◆ TO DO
Write out each of the rows below word for word, without changing anything.

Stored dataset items
○ ○ ○ ○

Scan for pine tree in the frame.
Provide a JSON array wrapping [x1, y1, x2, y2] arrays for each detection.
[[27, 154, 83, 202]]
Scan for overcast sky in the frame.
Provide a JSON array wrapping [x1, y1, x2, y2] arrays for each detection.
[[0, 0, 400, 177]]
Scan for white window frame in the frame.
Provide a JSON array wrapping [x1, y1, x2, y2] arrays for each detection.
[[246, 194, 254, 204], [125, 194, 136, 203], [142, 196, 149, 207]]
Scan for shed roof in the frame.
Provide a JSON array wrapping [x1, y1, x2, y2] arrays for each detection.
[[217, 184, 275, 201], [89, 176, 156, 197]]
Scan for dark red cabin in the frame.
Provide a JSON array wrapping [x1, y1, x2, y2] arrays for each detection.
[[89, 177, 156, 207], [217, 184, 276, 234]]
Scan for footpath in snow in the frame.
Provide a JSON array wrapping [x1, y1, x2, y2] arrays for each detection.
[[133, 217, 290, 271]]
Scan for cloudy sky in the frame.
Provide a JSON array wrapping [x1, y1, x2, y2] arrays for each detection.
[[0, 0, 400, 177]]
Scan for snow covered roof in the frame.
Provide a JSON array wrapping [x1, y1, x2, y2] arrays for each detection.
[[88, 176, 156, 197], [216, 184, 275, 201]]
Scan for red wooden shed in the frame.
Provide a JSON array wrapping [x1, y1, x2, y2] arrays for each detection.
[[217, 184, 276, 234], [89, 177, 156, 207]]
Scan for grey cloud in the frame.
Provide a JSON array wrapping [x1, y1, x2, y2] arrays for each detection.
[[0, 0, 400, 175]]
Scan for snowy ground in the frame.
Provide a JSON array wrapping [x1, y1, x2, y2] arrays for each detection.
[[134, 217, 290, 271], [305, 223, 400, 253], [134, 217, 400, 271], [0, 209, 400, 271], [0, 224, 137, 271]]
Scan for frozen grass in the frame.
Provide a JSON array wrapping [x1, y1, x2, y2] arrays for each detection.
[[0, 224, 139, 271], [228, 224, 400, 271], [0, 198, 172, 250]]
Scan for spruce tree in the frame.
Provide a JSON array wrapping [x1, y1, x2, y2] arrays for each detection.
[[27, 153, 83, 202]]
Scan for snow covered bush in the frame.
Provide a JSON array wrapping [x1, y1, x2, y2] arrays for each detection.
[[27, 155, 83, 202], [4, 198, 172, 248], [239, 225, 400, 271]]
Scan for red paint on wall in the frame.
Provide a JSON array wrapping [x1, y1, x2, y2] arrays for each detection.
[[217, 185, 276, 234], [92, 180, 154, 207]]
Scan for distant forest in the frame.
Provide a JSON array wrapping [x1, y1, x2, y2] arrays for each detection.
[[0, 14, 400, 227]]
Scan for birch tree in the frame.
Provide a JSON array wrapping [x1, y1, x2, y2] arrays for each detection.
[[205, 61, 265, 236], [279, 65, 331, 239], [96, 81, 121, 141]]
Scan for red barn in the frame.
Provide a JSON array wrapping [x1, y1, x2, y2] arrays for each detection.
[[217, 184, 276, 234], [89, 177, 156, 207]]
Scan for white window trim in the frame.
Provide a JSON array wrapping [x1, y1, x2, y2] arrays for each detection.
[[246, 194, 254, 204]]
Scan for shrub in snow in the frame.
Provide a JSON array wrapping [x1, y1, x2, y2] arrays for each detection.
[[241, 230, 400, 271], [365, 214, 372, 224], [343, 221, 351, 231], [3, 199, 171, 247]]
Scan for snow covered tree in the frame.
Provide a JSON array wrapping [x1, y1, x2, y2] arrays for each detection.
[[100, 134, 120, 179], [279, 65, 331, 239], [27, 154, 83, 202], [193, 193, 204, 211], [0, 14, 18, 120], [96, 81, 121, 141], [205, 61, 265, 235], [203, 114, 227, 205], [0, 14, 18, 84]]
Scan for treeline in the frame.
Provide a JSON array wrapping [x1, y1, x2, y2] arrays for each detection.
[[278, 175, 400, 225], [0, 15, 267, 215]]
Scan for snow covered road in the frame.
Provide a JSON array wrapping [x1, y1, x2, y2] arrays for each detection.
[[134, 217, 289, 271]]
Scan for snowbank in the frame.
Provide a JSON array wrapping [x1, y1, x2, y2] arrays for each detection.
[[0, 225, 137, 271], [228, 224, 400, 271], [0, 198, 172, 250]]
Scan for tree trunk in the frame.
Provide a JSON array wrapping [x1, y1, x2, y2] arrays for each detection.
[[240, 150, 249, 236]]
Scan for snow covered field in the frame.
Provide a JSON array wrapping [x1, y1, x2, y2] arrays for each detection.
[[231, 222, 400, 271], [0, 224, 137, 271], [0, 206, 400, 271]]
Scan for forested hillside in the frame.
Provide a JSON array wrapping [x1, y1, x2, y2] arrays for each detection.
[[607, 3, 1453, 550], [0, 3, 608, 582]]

○ ○ ○ ○

◆ REPLY
Scan for pine tree in the frame.
Provide a JSON array wrapping [x1, y1, x2, y2] arrays for each detection.
[[27, 154, 83, 202]]
Scan for overcast sky in the frame.
Provide a JSON array wrapping [x1, y1, x2, y2] arrays for each detection.
[[0, 0, 400, 177]]
Scan for white window frame in the frame.
Provide a JSON array wrapping [x1, y1, x2, y2] arrays for each detection.
[[246, 194, 254, 204], [125, 194, 136, 203], [142, 196, 149, 207]]
Scan for shed roof in the frame.
Provide a JSON array wrapping [x1, y1, x2, y2] arrays for each detection.
[[217, 184, 275, 201], [89, 176, 156, 197]]
Scan for dark red cabin in the frame.
Provide a JSON array wrapping [x1, y1, x2, y2] arrays for each detection.
[[89, 177, 156, 207], [217, 184, 276, 234]]
Scan for footpath in snow in the frame.
Provide a JSON array wrapping [x1, y1, x2, y2] arrays for each detection.
[[133, 217, 290, 271]]
Scan for cloudy sky in the frame.
Provide a JSON array wrapping [x1, y1, x2, y2] arrays for each detection.
[[0, 0, 400, 177]]
Scan for snow covered roof in the frame.
Provide a JSON array wrapping [x1, y1, x2, y2] arrays for each detection.
[[88, 176, 156, 197], [216, 184, 275, 201]]
Scan for red wooden shed in the frame.
Provide a JSON array wrapping [x1, y1, x2, y2] arrays for each detection.
[[217, 184, 276, 234], [89, 177, 156, 207]]
Scan for grey cloud in the frame.
Provide a JSON array wrapping [x1, y1, x2, y2] arrays for each detection.
[[0, 0, 400, 175]]
Scan for snowy ground in the frame.
Provide a JSON array wrapping [x1, y1, x2, y2] arrays for each detection.
[[134, 217, 290, 271], [305, 223, 400, 253], [134, 217, 400, 271], [0, 209, 400, 271], [0, 224, 137, 271]]
Scan for frozen grass in the frame.
Provide a JSON array wrapping [x1, y1, x2, y2] arrays for each detection.
[[0, 224, 139, 271], [228, 224, 400, 271], [0, 198, 172, 250]]
Scan for spruce tree in the frame.
Provide a JSON array wrapping [x1, y1, x2, y2] arrays for each detection.
[[27, 153, 83, 202]]
Scan for snow covered bush in the frame.
Provide a JSON array wrapping [x1, y1, x2, y2] arrays for each detection.
[[27, 155, 83, 202], [4, 198, 172, 248], [239, 225, 400, 271]]
Scan for red paint on wall in the frame.
Provide a JSON array wrapping [x1, y1, x2, y2] arrays for each detection.
[[217, 185, 276, 234], [92, 180, 154, 207]]
Scan for distant forest in the frame.
Provide a JSON array wrapping [x1, y1, x2, y2] arrays for each detection.
[[0, 14, 400, 227]]
Scan for birch tree in the frame.
Provide a JSON array wrapping [x1, y1, x2, y2] arrays for each detection.
[[205, 61, 265, 236], [279, 65, 331, 239], [96, 81, 121, 141]]
Scan for red barn in the frame.
Provide a JSON array wrapping [x1, y1, x2, y2] arrays for each detection.
[[217, 184, 276, 234], [89, 177, 156, 207]]
Scan for white window trim in the frame.
Provide a JSON array wrapping [x1, y1, x2, y2] arrays for each detection.
[[246, 194, 254, 204]]
Scan for shrub in snow in the frame.
Provide a JSON array wrapping [x1, y1, x2, y2] arrays for each detection.
[[241, 230, 400, 271], [365, 214, 372, 224], [343, 221, 351, 231], [3, 199, 171, 247]]
Scan for snow covered tree in the frame.
Provide a JSON array wrapping [x1, y1, x2, y2] arrays for each detection.
[[100, 134, 120, 179], [279, 65, 331, 239], [27, 154, 83, 202], [193, 193, 204, 211], [0, 14, 18, 120], [96, 81, 121, 141], [205, 61, 265, 235], [203, 114, 227, 205], [0, 14, 18, 84]]
Scan for treeline in the frame.
Provide a JSON array wrapping [x1, y1, x2, y2] arrays for each detection.
[[278, 175, 400, 225], [0, 15, 267, 215]]
Scan for snow covered road in the frame.
Provide a JSON array wrapping [x1, y1, x2, y2] arrays for each detection.
[[134, 217, 289, 271]]
Scan for snowbank in the frame.
Provide a JSON array wrapping [x1, y1, x2, y2] arrays for each detection.
[[0, 225, 137, 271], [228, 224, 400, 271], [0, 198, 172, 250]]
Scan for tree trunk in the frame.
Provide a JSON array wrapping [x1, y1, x2, y2] arrays for each detection.
[[240, 150, 249, 236]]
Scan for snow covered field in the frame.
Provide a JSON array wrapping [x1, y1, x2, y2] arrays for each detection.
[[231, 222, 400, 271], [0, 224, 137, 271], [0, 206, 400, 271]]
Scan for forested hillside in the frame.
Provide a JSON array wrapping [x1, y1, x2, y2] arrays for each detection.
[[607, 3, 1453, 550], [0, 3, 608, 582]]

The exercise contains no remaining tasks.